> SUPPLIED DATA
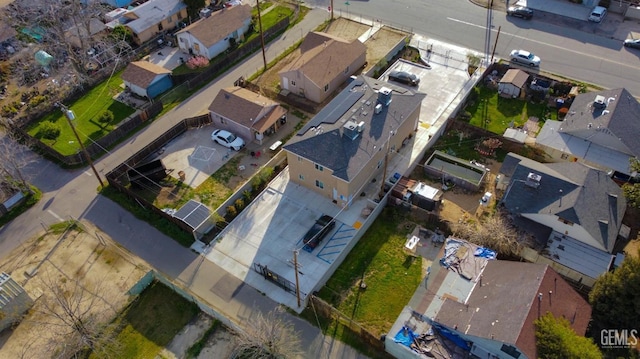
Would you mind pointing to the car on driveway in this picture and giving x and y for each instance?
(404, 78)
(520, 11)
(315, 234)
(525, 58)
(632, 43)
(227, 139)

> WHAT IS ASKED
Edit the data above by replacing "driveway" with "street" and keeping everything else the same. Omit the pictures from your version.

> THE RESULT
Would you mind pointing to the car on street in this picture and giving x and y for each instance?
(404, 78)
(520, 11)
(315, 234)
(525, 58)
(632, 43)
(227, 139)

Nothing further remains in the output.